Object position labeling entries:
:::

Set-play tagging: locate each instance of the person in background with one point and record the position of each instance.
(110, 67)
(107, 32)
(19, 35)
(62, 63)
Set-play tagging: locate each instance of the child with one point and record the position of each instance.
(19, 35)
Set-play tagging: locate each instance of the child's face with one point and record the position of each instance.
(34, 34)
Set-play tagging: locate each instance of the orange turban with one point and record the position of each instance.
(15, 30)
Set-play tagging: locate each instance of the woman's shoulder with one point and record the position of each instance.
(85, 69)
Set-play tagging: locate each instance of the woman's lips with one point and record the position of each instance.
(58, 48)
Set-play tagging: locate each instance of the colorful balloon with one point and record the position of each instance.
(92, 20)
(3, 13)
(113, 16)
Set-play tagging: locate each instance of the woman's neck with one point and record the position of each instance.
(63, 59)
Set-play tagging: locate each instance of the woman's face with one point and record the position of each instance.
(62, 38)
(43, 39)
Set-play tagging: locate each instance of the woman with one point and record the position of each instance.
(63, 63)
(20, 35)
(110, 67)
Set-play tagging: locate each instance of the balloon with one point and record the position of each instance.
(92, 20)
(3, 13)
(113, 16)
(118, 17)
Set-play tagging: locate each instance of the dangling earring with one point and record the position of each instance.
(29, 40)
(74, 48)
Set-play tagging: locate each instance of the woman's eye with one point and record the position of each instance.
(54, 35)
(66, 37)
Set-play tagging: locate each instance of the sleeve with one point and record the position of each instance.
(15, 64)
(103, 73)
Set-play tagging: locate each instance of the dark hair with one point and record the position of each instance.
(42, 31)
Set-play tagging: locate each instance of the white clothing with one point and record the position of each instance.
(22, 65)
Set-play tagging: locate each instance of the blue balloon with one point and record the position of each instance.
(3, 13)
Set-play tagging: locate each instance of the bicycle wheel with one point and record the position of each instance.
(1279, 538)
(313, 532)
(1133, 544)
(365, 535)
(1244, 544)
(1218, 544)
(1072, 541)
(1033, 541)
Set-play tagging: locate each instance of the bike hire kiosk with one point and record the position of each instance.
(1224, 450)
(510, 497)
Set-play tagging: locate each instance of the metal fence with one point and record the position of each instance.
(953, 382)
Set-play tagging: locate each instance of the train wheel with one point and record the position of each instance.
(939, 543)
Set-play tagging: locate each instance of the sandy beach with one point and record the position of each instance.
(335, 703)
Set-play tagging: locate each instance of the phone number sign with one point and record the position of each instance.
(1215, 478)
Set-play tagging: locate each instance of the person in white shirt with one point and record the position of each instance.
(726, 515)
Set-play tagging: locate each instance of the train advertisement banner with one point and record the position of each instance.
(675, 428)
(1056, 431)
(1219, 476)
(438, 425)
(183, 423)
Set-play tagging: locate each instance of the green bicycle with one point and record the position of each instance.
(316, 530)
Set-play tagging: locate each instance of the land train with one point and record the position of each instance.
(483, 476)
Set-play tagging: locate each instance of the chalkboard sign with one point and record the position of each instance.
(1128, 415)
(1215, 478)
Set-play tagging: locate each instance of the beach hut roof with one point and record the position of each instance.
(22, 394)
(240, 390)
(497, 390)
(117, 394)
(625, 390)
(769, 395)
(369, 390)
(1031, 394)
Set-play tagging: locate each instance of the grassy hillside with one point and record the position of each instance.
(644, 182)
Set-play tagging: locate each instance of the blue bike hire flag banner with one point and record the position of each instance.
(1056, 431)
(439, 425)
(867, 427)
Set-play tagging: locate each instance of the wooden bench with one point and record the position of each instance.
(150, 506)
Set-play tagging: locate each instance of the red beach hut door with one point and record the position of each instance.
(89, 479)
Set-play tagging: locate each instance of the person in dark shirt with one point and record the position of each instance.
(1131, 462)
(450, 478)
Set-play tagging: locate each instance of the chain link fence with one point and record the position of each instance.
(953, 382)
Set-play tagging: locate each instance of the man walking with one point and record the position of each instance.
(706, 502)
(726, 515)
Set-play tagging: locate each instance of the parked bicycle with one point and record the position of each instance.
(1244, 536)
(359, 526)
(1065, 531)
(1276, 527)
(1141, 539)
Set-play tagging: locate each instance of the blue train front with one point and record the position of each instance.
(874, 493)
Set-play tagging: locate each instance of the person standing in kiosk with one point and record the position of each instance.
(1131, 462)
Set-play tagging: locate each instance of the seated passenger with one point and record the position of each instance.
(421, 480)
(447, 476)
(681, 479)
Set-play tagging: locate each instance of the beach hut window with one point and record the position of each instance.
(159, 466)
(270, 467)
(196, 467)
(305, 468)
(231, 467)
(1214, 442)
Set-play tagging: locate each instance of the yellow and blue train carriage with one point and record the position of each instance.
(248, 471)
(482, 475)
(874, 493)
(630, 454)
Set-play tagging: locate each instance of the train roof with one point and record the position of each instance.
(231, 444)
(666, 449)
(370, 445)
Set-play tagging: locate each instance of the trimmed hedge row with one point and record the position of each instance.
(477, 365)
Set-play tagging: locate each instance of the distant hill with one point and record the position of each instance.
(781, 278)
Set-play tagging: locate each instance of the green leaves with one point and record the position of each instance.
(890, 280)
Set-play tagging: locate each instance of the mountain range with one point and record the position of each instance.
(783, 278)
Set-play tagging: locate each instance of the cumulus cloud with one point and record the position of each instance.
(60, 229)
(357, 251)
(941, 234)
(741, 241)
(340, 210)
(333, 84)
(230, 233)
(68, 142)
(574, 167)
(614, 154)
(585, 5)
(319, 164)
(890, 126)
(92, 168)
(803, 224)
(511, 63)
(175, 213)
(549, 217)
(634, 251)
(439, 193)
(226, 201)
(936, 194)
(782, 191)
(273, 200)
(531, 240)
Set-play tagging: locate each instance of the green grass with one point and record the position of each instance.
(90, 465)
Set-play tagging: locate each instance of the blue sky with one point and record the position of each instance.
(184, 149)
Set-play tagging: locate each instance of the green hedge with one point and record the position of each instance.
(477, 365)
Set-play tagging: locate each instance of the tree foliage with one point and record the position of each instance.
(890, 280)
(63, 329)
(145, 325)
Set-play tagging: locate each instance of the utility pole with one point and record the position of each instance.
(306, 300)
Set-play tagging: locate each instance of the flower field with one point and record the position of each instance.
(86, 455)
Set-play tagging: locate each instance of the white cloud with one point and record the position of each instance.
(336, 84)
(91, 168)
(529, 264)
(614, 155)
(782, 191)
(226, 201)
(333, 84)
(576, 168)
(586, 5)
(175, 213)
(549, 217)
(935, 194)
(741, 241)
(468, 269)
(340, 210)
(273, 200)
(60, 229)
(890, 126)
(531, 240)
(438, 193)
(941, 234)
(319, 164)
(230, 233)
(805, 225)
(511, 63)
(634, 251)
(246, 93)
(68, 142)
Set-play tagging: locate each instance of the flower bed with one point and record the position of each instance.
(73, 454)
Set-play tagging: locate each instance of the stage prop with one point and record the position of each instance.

:::

» **Given problem**: Could you arrange the lines of the material between the lines holding "the train advertisement" and "(1031, 394)", inclusive, as a JSON list of strings, one string per line, with blank lines left out?

» **Exercise response**:
[
  "Set-play tagging: locate each instance of the train advertisement banner with one point and record the position of each instance.",
  "(675, 428)",
  "(1056, 431)",
  "(1219, 476)",
  "(438, 425)",
  "(183, 423)",
  "Set-play tagging: locate each instance of the green bicycle with one point and record the position of each instance.",
  "(316, 530)",
  "Set-play tagging: locate each instance of the land train with one point and record the position of each instance.",
  "(483, 476)",
  "Set-play tagging: locate each instance of the chalkboard sign with one point and record the position of each instance.",
  "(1128, 415)",
  "(1215, 478)",
  "Set-play tagging: locate each instance of the beach hut roof with one point and record the position of each instance.",
  "(22, 394)",
  "(240, 390)",
  "(497, 390)",
  "(117, 394)",
  "(625, 390)",
  "(769, 395)",
  "(369, 390)",
  "(1031, 394)"
]